Thomas Kim Hixson (born July 26, 1957) is an American educator and former politician.  He is the former dean of the College of Liberal Arts & Sciences at Frostburg State University.  He previously served four years as a member of the Wisconsin State Assembly, representing Whitewater and Rock County as a Democrat (2007–2011).

Biography

Hixson received an A.A. in Broadcasting at Chattanooga State Technical Community College, a B.A. in Advertising and English and a M.A. in Professional Writing from the University of Tennessee at Chattanooga, and a Ph.D. in Journalism from Southern Illinois University.

He is married, with a son and two daughters. Prior to his election to the Assembly, he was a professor of Advertising at the University of Wisconsin-Whitewater. He also served on the City of Whitewater Common Council and served as Council President.

In the Assembly, he chaired the Colleges and Universities Committee and was a member of the Education, Financial Institutions, Work Force Development, and Consumer Protection committees. He previously served as a member of the Committees on  Aging and Long Term Care, and Rural Economic Development.

> _REQUIRED WORK_:
1 – Duplicate the passage of the Hixson biography starting at "Hixson received an" and ending at "Southern Illinois University.".
2 – List each academic degree that the Hixson biography says he received, along with its field of study.

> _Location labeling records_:
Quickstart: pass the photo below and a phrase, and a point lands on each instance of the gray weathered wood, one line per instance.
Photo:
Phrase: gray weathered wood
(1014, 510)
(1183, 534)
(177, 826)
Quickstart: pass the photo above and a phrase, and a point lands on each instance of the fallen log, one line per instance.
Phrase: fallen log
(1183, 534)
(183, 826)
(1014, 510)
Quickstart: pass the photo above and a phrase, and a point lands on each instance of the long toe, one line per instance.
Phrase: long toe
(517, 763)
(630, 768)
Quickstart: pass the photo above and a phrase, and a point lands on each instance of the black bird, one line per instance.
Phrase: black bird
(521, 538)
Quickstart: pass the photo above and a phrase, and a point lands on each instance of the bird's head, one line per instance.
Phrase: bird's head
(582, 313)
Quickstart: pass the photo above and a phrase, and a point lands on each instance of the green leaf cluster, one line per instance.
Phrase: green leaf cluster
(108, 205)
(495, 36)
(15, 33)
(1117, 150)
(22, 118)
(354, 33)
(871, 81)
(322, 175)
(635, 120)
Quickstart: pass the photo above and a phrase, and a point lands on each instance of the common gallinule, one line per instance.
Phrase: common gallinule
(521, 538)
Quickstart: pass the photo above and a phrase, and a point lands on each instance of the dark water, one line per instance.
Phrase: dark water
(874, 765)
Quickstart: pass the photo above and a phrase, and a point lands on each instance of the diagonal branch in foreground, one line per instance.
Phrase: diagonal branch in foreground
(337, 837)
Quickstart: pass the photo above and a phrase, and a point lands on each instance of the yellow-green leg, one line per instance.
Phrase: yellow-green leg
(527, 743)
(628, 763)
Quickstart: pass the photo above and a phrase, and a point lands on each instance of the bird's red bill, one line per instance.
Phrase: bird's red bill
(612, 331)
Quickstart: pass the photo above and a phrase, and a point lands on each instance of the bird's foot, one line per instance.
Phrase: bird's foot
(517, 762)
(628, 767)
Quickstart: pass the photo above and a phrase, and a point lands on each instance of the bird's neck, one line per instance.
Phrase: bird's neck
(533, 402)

> _ANSWERS TO THE EXERCISE_:
1 –
Hixson received an A.A. in Broadcasting at Chattanooga State Technical Community College, a B.A. in Advertising and English and a M.A. in Professional Writing from the University of Tennessee at Chattanooga, and a Ph.D. in Journalism from Southern Illinois University.

2 –
- A.A. in Broadcasting
- B.A. in Advertising and English
- M.A. in Professional Writing
- Ph.D. in Journalism